STORED DATA:
..........

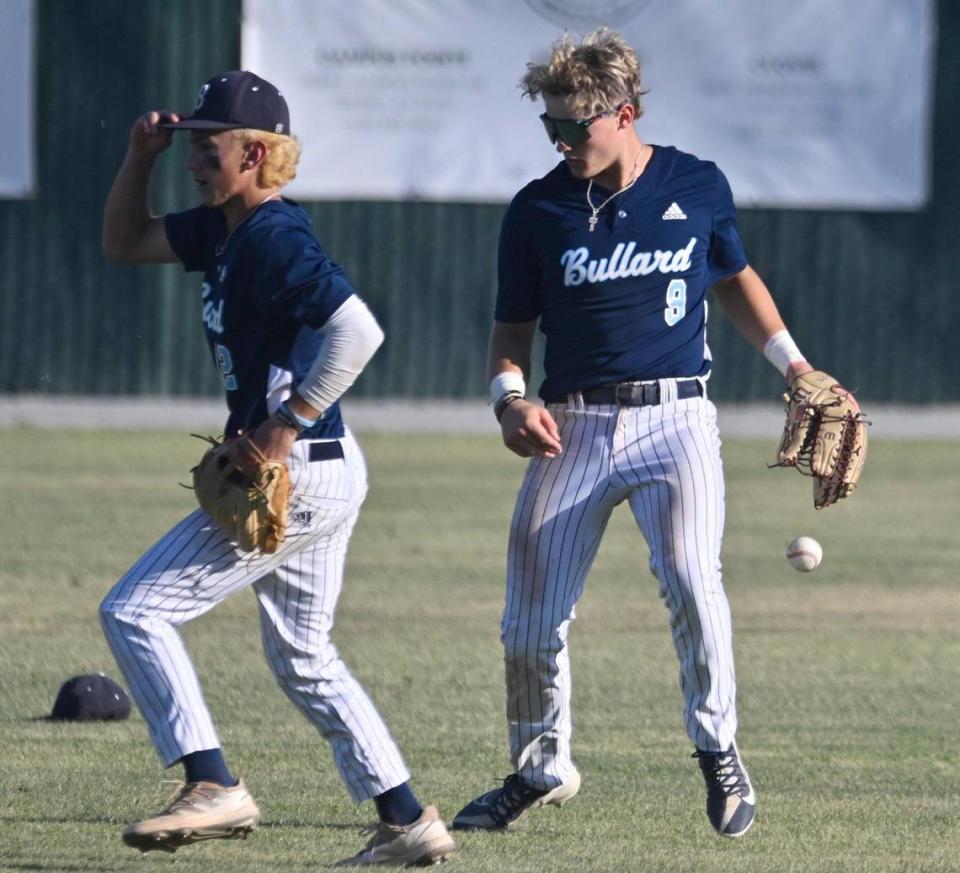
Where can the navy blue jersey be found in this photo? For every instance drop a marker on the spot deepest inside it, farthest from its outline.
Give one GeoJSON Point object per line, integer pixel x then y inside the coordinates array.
{"type": "Point", "coordinates": [627, 301]}
{"type": "Point", "coordinates": [267, 287]}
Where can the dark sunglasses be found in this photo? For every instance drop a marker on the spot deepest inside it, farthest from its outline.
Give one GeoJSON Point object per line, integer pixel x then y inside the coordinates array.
{"type": "Point", "coordinates": [571, 131]}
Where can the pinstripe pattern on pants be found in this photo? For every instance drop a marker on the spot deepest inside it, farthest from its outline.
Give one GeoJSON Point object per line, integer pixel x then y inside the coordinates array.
{"type": "Point", "coordinates": [193, 567]}
{"type": "Point", "coordinates": [664, 461]}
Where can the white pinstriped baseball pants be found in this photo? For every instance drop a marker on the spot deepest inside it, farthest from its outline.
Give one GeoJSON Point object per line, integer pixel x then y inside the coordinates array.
{"type": "Point", "coordinates": [665, 462]}
{"type": "Point", "coordinates": [193, 567]}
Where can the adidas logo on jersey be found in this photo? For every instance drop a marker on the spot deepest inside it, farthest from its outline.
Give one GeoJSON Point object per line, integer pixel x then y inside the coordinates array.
{"type": "Point", "coordinates": [674, 213]}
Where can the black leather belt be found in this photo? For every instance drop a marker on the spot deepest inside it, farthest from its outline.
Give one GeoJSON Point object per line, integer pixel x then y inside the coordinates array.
{"type": "Point", "coordinates": [326, 451]}
{"type": "Point", "coordinates": [634, 394]}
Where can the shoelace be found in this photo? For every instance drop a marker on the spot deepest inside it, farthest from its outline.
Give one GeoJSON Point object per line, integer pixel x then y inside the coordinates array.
{"type": "Point", "coordinates": [724, 773]}
{"type": "Point", "coordinates": [184, 794]}
{"type": "Point", "coordinates": [514, 797]}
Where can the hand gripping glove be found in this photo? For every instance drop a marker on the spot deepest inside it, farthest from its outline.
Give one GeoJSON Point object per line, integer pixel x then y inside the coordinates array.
{"type": "Point", "coordinates": [825, 436]}
{"type": "Point", "coordinates": [245, 493]}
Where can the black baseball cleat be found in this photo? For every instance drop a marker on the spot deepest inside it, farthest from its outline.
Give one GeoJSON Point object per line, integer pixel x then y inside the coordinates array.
{"type": "Point", "coordinates": [500, 807]}
{"type": "Point", "coordinates": [731, 801]}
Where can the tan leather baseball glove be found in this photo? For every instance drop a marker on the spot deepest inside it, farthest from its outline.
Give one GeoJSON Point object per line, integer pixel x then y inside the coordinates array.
{"type": "Point", "coordinates": [825, 436]}
{"type": "Point", "coordinates": [245, 493]}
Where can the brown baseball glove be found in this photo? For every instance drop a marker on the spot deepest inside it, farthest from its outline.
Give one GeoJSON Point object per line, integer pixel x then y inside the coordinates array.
{"type": "Point", "coordinates": [245, 493]}
{"type": "Point", "coordinates": [825, 436]}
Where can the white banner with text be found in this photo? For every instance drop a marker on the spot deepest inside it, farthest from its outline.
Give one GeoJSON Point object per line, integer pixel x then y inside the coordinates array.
{"type": "Point", "coordinates": [802, 103]}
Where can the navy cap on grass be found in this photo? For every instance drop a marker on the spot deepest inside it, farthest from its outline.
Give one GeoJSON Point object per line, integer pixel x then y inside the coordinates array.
{"type": "Point", "coordinates": [90, 698]}
{"type": "Point", "coordinates": [236, 99]}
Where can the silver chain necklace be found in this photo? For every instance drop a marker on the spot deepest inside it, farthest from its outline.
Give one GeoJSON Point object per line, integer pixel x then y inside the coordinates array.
{"type": "Point", "coordinates": [595, 217]}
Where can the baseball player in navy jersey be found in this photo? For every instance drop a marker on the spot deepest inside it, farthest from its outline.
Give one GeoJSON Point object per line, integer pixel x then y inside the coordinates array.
{"type": "Point", "coordinates": [612, 254]}
{"type": "Point", "coordinates": [288, 335]}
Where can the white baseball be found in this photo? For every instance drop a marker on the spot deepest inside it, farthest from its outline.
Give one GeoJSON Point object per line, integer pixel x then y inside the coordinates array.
{"type": "Point", "coordinates": [804, 554]}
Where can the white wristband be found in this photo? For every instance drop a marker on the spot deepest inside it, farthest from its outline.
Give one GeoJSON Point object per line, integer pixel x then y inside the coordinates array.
{"type": "Point", "coordinates": [782, 351]}
{"type": "Point", "coordinates": [507, 382]}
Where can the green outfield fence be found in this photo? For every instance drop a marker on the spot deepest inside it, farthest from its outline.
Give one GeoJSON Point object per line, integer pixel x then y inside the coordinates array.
{"type": "Point", "coordinates": [870, 296]}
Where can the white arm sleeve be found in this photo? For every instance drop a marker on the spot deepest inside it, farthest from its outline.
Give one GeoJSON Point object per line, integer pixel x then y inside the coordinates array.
{"type": "Point", "coordinates": [352, 335]}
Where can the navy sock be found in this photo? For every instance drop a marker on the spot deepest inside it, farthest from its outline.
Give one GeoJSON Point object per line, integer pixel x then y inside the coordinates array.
{"type": "Point", "coordinates": [208, 766]}
{"type": "Point", "coordinates": [398, 805]}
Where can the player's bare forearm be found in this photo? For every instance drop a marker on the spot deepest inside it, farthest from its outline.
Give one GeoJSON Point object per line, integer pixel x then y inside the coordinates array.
{"type": "Point", "coordinates": [130, 232]}
{"type": "Point", "coordinates": [510, 348]}
{"type": "Point", "coordinates": [748, 302]}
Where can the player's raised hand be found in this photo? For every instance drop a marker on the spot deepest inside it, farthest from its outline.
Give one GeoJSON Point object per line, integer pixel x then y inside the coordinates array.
{"type": "Point", "coordinates": [529, 429]}
{"type": "Point", "coordinates": [147, 137]}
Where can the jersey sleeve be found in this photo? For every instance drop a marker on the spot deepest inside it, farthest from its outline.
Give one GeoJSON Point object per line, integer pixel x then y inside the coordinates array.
{"type": "Point", "coordinates": [298, 275]}
{"type": "Point", "coordinates": [727, 255]}
{"type": "Point", "coordinates": [518, 273]}
{"type": "Point", "coordinates": [190, 235]}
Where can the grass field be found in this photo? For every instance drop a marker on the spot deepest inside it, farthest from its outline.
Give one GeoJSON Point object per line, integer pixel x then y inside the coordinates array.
{"type": "Point", "coordinates": [849, 684]}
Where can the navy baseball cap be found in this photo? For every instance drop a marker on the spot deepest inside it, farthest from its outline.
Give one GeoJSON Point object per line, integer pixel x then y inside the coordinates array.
{"type": "Point", "coordinates": [236, 99]}
{"type": "Point", "coordinates": [90, 698]}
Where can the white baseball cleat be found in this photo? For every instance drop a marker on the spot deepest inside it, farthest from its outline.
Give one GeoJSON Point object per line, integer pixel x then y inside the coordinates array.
{"type": "Point", "coordinates": [731, 800]}
{"type": "Point", "coordinates": [500, 807]}
{"type": "Point", "coordinates": [200, 811]}
{"type": "Point", "coordinates": [424, 842]}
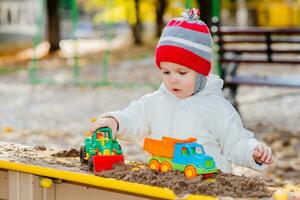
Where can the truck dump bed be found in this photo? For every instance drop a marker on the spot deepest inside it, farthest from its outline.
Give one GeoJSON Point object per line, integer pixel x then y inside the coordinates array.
{"type": "Point", "coordinates": [164, 147]}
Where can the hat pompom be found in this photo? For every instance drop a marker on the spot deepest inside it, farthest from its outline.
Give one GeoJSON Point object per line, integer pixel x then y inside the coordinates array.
{"type": "Point", "coordinates": [191, 14]}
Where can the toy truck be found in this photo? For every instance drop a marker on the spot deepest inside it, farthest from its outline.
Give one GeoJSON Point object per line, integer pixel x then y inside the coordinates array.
{"type": "Point", "coordinates": [100, 151]}
{"type": "Point", "coordinates": [184, 155]}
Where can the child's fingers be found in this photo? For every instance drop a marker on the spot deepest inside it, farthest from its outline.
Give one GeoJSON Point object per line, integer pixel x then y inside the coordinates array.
{"type": "Point", "coordinates": [264, 154]}
{"type": "Point", "coordinates": [269, 159]}
{"type": "Point", "coordinates": [259, 151]}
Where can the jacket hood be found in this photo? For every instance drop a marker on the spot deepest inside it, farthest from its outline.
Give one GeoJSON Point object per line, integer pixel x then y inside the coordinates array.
{"type": "Point", "coordinates": [213, 86]}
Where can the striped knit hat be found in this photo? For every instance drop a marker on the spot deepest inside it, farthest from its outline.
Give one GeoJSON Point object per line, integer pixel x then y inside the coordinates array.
{"type": "Point", "coordinates": [186, 41]}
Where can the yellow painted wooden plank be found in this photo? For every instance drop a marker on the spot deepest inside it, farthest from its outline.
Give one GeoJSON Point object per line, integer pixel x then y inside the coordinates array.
{"type": "Point", "coordinates": [90, 179]}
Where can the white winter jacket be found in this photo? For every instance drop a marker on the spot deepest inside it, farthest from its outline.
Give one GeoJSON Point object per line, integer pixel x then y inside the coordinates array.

..........

WHAT TO PRODUCE: In the records above, how many lines contain the word "jacket"? Give the number alone.

YOUR SOLUTION: 2